■ WHAT IS ASKED:
1/ In the quantum coherence text, what probably limits the optical coherence time of the calcium system?
2/ Render this sentence from the quantum coherence text in French: "The ion stays in the motional ground state n=0 throughout."
3/ Please carry on the quantum coherence text from its final sentence.

■ SUPPLIED PASSAGE:
Research - Quantum Coherence Studies
Since an ion cooled to its ground state in a trap is such a well-controlled and isolated quantum mechanical system, it can show excellent coherence properties.
Rabi oscillations and optical coherence
In order to demonstrate the coherence properties of our system, we need to first prepare the ion in its ground state of motion, i.e. with motional quantum number n=0, as described in the sideband cooling page. A laser tuned exactly to the frequency corresponding to a transition from the electronic ground state of the ion (|g›) to a long-lived excited state (|e›) will drive the ion coherently between these two states. This is effectively a two-level atom and the system displays “Rabi oscillations” as it moves coherently from the ground state to the excited state and back in a series of oscillations, as shown in Figure 1. The ion stays in the motional ground state n=0 throughout. The number of oscillations seen is limited only by decoherence effects in the system such as laser intensity or frequency noise, environmental perturbations (e.g. electrical or magnetic field noise) or heating of the ion.
In our calcium system the optical coherence time is of the order of 1 ms and is probably limited by the linewidth of the highly-stabilised laser at 729 nm that we use to drive the Rabi oscillations. This laser linewidth is around 1 kHz.
We can also drive Rabi oscillations between the motional ground state (n=0) and the first excited state (n=1) by tuning the laser to the first blue sideband of the optical transition. The transition then couples the states |g,0› and |e,1› where we are now specifying both the electronic state (|g› or |e›) and the motional state (n=0 or 1). In this case the Rabi oscillations are slower because the strength of the sideband transition is weaker than the carrier.
Another way to measure the optical coherence time is to create a quantum mechanical superposition of the ground and excited electronic states, while the ion is in the n=0 motional state. Starting from the state |g,0>, we first drive a “π/2-pulse” on the carrier transition, which creates an equal superposition of the states |g,0> and |e,0>. If we reverse the pulse used to prepare this state after a delay time T we will find interference fringes when we scan the frequency of the laser around the resonance. A set of such fringes is shown in Figure 2 taken from . The change of visibility of these fringes as the delay time T is changed gives information on the coherence time which again is measured to be around 1 ms. It can be extended using spin-echo techniques (see for example ).

■ DATASET CONTENT:
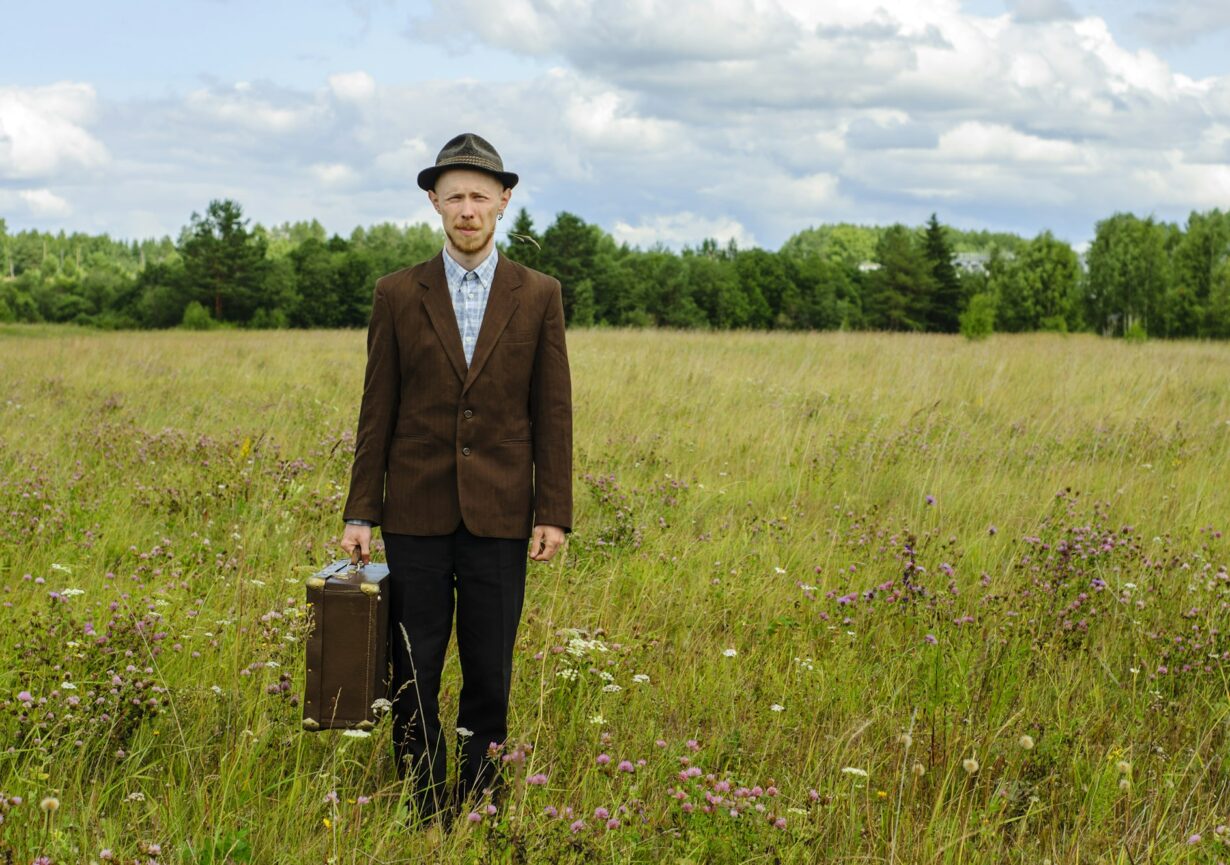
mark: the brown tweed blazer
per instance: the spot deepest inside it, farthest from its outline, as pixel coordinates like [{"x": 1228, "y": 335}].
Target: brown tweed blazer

■ ANSWER LIST:
1/ The linewidth of the highly-stabilised 729 nm laser used to drive the Rabi oscillations.

2/ L'ion reste dans l'état fondamental de mouvement n=0 tout au long du processus.

3/
The motional coherence time for our system is much longer than the optical coherence time, because it does not depend on the presence of an ultra-stable laser. In order to measure the motional coherence time, we have to create a quantum mechanical superposition of the ground and first excited motional states, i.e. n=0 and 1, using the ultrastable laser. Starting from the state |g,0>, we first drive a “π/2-pulse” on the carrier transition, which creates an equal superposition of the states |g,0> and |e,0>. Then we use a “π-pulse” on the first red sideband to transfer that part of the population that is in the state |e,0> to the state |g,1>. We now have an equal superposition of |g,0> and |g,1> and if we reverse the two pulses used to prepare this state after a delay time T we will find interference fringes when we vary the delay time T. A set of such fringes is shown in Figure 3. The change of visibility of these fringes as the delay time T is changed gives information on the motional coherence time which in this case is approaching 1 s.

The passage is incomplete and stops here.